§ Given exercise:
Everything from the line that contains "of the large" through the last line of the listing must be copied exactly, with both of those lines included and no others.

§ Material provided:
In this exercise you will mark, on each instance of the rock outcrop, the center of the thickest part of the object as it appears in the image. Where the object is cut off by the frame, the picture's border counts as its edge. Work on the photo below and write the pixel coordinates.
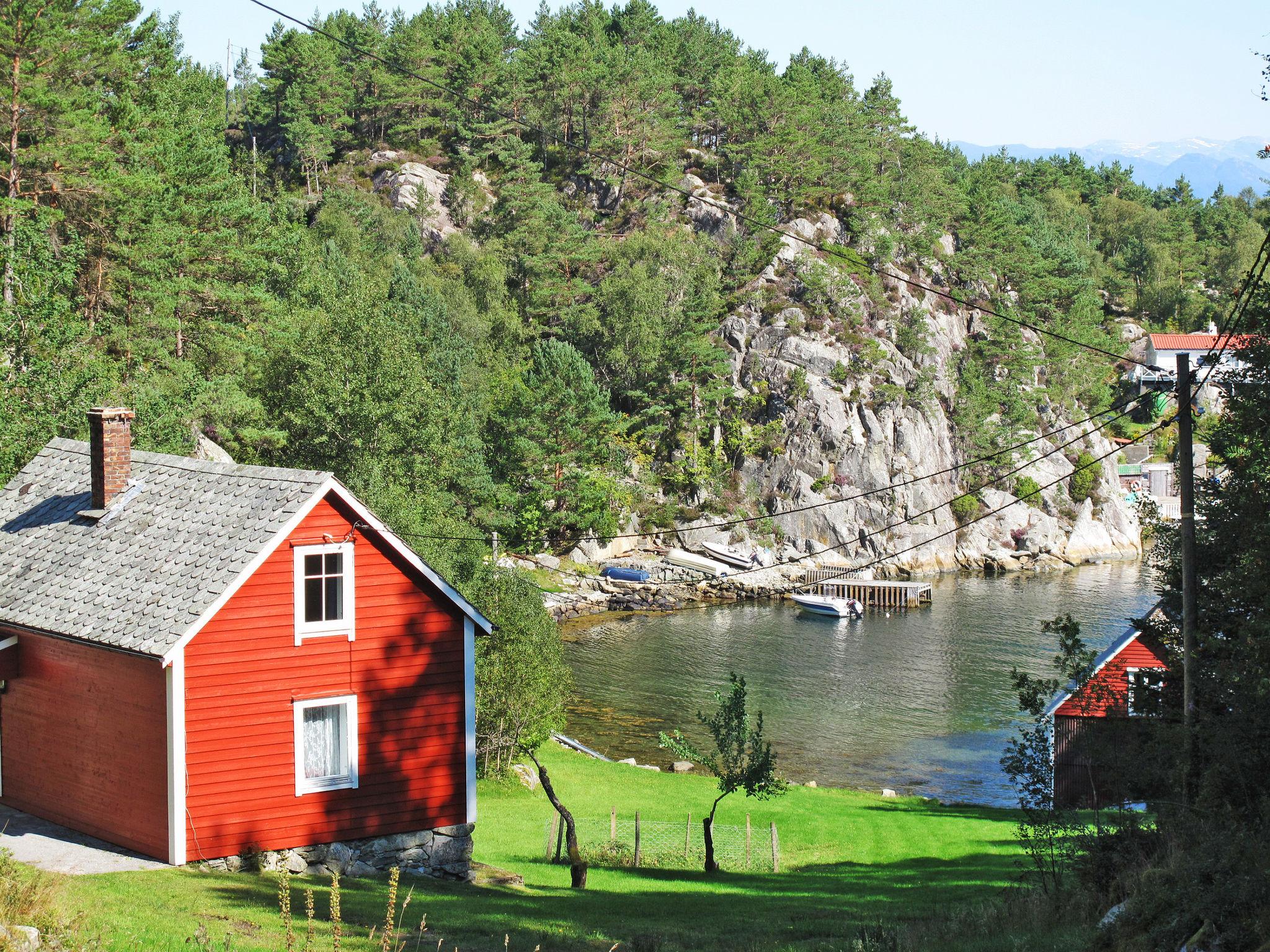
(859, 416)
(418, 188)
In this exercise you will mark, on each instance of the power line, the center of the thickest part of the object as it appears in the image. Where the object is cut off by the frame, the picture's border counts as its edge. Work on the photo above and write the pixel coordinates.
(648, 177)
(933, 509)
(985, 516)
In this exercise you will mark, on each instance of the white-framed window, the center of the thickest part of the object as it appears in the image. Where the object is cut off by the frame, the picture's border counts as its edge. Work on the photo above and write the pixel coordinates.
(324, 591)
(1146, 685)
(326, 743)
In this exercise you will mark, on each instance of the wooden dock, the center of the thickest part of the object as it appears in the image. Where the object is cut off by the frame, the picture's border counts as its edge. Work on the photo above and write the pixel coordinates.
(871, 593)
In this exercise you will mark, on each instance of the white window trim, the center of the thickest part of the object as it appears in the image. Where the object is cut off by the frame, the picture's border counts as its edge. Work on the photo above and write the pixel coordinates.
(1128, 684)
(308, 785)
(314, 630)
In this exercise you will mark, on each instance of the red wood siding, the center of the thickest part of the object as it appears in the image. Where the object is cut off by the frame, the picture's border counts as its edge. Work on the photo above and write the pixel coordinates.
(1108, 692)
(244, 671)
(84, 742)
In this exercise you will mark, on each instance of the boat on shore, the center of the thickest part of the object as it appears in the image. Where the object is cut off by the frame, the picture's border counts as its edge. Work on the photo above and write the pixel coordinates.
(618, 573)
(691, 560)
(828, 606)
(729, 555)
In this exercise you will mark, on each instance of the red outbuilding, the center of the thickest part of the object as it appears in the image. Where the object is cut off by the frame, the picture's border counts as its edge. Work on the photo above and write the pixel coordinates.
(211, 662)
(1104, 720)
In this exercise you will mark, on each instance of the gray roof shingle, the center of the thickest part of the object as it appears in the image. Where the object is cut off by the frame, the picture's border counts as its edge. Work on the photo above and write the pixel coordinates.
(141, 575)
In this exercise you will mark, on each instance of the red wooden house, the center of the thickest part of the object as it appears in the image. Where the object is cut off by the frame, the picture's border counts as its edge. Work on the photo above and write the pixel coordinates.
(205, 660)
(1100, 723)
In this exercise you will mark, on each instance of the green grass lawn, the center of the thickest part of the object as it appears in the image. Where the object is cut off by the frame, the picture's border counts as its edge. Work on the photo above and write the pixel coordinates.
(850, 860)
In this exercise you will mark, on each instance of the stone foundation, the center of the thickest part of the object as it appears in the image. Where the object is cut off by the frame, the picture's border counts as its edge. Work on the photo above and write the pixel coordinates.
(445, 853)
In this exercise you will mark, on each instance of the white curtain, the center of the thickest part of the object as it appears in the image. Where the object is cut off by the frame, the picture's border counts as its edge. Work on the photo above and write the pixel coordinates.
(324, 742)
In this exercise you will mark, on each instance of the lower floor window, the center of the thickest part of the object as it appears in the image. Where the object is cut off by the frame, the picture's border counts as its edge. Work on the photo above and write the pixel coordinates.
(1146, 691)
(326, 743)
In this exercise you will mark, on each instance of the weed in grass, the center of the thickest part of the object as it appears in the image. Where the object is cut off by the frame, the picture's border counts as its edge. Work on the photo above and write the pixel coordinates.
(29, 896)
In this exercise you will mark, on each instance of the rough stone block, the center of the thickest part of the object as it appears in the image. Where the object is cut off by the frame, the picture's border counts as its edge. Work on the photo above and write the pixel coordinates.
(19, 938)
(461, 829)
(448, 851)
(270, 861)
(339, 857)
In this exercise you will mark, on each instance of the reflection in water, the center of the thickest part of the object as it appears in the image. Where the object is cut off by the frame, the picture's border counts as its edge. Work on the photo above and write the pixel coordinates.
(918, 701)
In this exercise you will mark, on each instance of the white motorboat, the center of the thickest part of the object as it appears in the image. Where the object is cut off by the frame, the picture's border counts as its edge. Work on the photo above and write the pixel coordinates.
(729, 555)
(832, 607)
(691, 560)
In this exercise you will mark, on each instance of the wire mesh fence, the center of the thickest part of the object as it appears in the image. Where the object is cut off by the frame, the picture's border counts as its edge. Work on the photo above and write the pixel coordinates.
(666, 844)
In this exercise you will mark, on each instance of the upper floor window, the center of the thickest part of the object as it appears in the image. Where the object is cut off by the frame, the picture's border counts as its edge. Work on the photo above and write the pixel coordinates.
(326, 743)
(324, 591)
(1146, 690)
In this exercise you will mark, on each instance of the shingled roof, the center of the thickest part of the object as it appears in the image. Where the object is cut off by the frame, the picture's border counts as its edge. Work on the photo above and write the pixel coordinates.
(144, 573)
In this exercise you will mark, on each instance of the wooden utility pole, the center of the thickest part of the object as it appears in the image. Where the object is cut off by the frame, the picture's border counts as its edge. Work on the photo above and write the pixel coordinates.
(229, 45)
(1186, 490)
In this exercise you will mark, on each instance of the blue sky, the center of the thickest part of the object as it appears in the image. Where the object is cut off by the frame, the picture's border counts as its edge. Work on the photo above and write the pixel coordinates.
(987, 71)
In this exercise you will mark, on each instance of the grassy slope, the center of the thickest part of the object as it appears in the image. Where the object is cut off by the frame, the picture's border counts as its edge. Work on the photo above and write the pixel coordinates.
(851, 858)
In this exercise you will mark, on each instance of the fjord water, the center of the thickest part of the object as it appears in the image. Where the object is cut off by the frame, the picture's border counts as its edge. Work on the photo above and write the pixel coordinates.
(918, 701)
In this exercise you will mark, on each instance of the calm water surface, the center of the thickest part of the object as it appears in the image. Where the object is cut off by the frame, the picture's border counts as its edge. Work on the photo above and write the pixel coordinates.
(918, 701)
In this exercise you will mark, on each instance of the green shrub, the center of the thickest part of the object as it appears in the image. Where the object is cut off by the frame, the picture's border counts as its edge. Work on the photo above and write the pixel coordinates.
(799, 387)
(1029, 490)
(1083, 479)
(966, 508)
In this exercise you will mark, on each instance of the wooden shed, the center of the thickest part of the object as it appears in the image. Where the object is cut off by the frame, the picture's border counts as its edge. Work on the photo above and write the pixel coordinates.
(218, 660)
(1096, 726)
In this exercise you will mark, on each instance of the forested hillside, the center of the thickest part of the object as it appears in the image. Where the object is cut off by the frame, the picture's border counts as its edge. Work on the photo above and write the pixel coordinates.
(536, 350)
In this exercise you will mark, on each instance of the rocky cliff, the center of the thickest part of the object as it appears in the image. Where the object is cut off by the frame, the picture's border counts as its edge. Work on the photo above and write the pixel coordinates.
(849, 412)
(858, 419)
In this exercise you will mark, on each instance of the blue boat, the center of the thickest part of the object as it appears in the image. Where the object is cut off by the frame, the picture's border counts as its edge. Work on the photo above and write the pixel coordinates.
(831, 607)
(619, 574)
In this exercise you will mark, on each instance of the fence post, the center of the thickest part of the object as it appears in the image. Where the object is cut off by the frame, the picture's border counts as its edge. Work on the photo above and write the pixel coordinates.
(637, 838)
(747, 840)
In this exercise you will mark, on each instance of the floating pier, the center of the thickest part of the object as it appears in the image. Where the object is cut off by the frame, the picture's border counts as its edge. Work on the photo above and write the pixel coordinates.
(871, 593)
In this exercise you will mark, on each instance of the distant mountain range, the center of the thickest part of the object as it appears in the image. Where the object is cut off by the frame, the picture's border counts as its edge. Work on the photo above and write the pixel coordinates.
(1204, 162)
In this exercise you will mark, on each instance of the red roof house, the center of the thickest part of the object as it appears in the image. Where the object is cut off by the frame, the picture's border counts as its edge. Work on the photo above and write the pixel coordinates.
(210, 662)
(1099, 721)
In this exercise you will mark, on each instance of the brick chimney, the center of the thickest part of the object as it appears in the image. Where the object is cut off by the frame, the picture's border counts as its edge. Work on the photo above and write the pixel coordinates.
(111, 442)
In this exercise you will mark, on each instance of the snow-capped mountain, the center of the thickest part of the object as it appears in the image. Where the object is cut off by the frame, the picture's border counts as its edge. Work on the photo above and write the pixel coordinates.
(1204, 162)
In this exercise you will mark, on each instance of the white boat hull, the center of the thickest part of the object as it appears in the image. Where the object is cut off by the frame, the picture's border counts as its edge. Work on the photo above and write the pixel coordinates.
(831, 607)
(690, 560)
(727, 553)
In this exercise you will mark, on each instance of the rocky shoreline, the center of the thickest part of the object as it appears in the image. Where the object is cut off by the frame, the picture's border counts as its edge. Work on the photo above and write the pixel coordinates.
(673, 588)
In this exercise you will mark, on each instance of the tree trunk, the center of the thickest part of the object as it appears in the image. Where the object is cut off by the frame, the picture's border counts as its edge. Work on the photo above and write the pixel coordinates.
(11, 225)
(708, 824)
(577, 867)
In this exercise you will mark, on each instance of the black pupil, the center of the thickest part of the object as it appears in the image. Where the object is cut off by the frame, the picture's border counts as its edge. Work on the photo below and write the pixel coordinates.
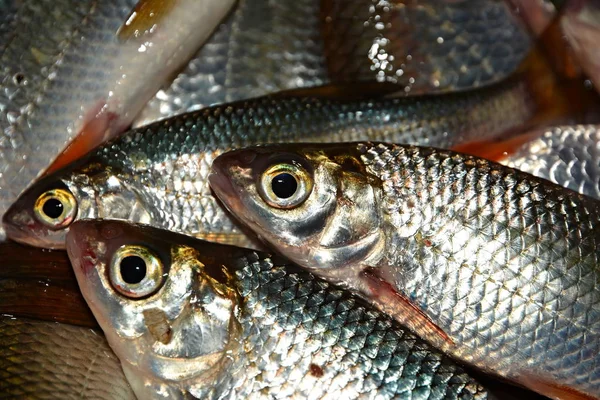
(284, 185)
(53, 208)
(133, 269)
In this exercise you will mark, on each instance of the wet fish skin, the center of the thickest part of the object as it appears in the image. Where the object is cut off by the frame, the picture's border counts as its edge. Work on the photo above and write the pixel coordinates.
(280, 332)
(496, 267)
(158, 174)
(424, 46)
(66, 72)
(263, 47)
(46, 360)
(566, 155)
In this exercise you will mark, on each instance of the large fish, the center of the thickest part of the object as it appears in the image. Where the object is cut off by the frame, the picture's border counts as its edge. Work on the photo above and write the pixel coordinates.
(158, 174)
(193, 319)
(426, 45)
(266, 46)
(566, 155)
(78, 71)
(494, 266)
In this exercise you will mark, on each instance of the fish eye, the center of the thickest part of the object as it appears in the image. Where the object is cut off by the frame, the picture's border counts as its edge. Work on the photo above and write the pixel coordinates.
(56, 208)
(135, 271)
(285, 185)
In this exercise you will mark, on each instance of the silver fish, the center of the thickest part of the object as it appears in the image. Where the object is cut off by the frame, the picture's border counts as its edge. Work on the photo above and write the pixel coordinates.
(494, 266)
(158, 174)
(67, 73)
(566, 155)
(424, 46)
(266, 46)
(47, 360)
(581, 26)
(263, 47)
(193, 319)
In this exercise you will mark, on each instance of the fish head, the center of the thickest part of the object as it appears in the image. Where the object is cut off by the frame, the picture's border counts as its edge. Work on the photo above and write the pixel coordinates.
(169, 311)
(43, 214)
(316, 204)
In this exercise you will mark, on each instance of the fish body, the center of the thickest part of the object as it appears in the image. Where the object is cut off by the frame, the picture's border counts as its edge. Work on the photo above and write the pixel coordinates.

§ Full response:
In this exercise you will mark, on each instance of the large fish, the center of the thickest part of the object as it appears in the image. Where the object is cut off by the frame, the picture's border counts as its edge. Work on the photo above and write the pixel coordinates.
(158, 174)
(193, 319)
(426, 45)
(266, 46)
(566, 155)
(78, 71)
(494, 266)
In this exercise you will mark, on each instance of the fish eye, the center of the thickest part of the object as it appears in the image. Where the object is cut off by the frame, the picture's border counts as its edge. Work on the photo above and write the pixel coordinates.
(56, 208)
(135, 271)
(285, 185)
In this exercise you will mark, on each instance of the silver fish, the center of the thickest part of the object as it appears in the image. Where the object is cut off by the frame, the picture's border counts as its edge. Work on the photo above and write the pixel coordinates.
(494, 266)
(158, 174)
(67, 73)
(566, 155)
(424, 46)
(266, 46)
(47, 360)
(581, 26)
(263, 47)
(193, 319)
In this exercise you will mark, on each instance of the fish head, the center of the thickest part of the object as it appears in the image. Where the object is cut off by the frame, the picture's border counts as its edge. Work on the photo above and write the pixel coordinates.
(169, 311)
(43, 214)
(316, 204)
In this exercise you will mark, on each instance of the fish body, the center of the thickest part of the object as it appears in the image. Where the object is cut off by the frame, the picture's border counts as its edge. Work on the photo above and write the pixel coordinates.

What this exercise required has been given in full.